Shape boundary records:
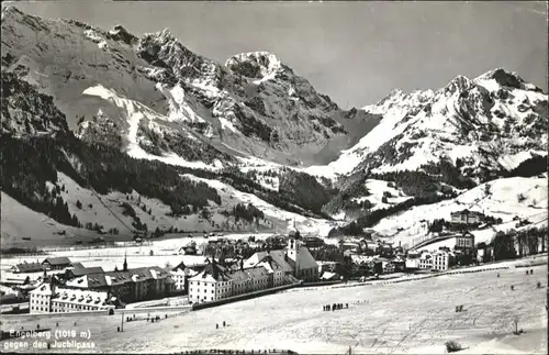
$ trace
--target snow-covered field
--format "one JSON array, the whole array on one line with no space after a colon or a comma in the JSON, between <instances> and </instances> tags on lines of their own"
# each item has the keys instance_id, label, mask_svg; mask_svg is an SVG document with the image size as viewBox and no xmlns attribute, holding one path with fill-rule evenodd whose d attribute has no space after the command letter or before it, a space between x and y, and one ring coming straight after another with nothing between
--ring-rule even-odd
<instances>
[{"instance_id":1,"label":"snow-covered field","mask_svg":"<svg viewBox=\"0 0 549 355\"><path fill-rule=\"evenodd\" d=\"M394 285L282 292L194 311L157 323L124 324L120 317L9 318L2 329L41 328L90 331L96 352L169 353L187 350L290 348L307 354L354 353L444 354L453 340L466 353L546 354L547 278L545 267L534 275L512 268L452 275ZM544 287L536 288L540 281ZM511 291L511 285L515 290ZM349 309L325 312L326 303ZM463 304L457 313L455 307ZM512 334L513 321L525 331ZM228 323L215 329L216 323ZM3 346L3 344L2 344ZM70 350L74 352L74 350Z\"/></svg>"},{"instance_id":2,"label":"snow-covered field","mask_svg":"<svg viewBox=\"0 0 549 355\"><path fill-rule=\"evenodd\" d=\"M486 195L485 185L490 185ZM402 245L415 245L428 238L428 221L445 219L450 221L450 213L468 209L501 218L503 224L485 231L472 231L475 243L490 242L498 230L515 229L515 215L529 219L536 226L547 225L547 178L505 178L480 185L455 199L433 204L414 207L403 213L381 220L373 230L383 235L393 236ZM519 196L524 200L519 199ZM531 228L527 225L524 228ZM518 229L517 229L518 230Z\"/></svg>"}]
</instances>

# STATED PROBLEM:
Repeat every line of the records above verbatim, leaving out the pictures.

# SOLUTION FOR THIS EXERCISE:
$ trace
--target snow-covered field
--format "one JSON array, the whole array on one line with no space after a colon or a comma in the JSON, between <instances> and </instances> tags on lines of their own"
# each item has the keys instance_id, label, mask_svg; mask_svg is an SVG document with the image size as viewBox and no xmlns attribute, holding one path with fill-rule evenodd whose d attribute has no space after the command letter or before it, a space between x and y, and one ring coming straight after another with nothing between
--ring-rule even-odd
<instances>
[{"instance_id":1,"label":"snow-covered field","mask_svg":"<svg viewBox=\"0 0 549 355\"><path fill-rule=\"evenodd\" d=\"M394 285L282 292L194 311L157 323L124 324L120 317L9 318L2 329L41 328L90 331L96 352L169 353L187 350L290 348L307 354L354 353L444 354L453 340L466 353L546 354L547 278L545 267L534 275L512 268L452 275ZM544 287L536 288L540 281ZM511 291L511 285L515 290ZM349 309L325 312L326 303ZM463 304L457 313L455 307ZM512 334L513 321L525 331ZM228 323L215 329L216 323ZM3 346L3 344L2 344ZM70 350L74 352L74 350Z\"/></svg>"},{"instance_id":2,"label":"snow-covered field","mask_svg":"<svg viewBox=\"0 0 549 355\"><path fill-rule=\"evenodd\" d=\"M486 195L485 185L490 185ZM402 245L415 245L428 238L428 221L445 219L450 221L450 213L468 209L501 218L503 224L485 231L472 231L475 243L490 242L498 230L515 229L515 215L529 219L536 226L547 225L547 178L505 178L480 185L455 199L433 204L414 207L403 213L381 220L373 230L383 235L393 236ZM519 196L524 200L519 199ZM531 228L527 225L524 228ZM518 229L517 229L518 230Z\"/></svg>"}]
</instances>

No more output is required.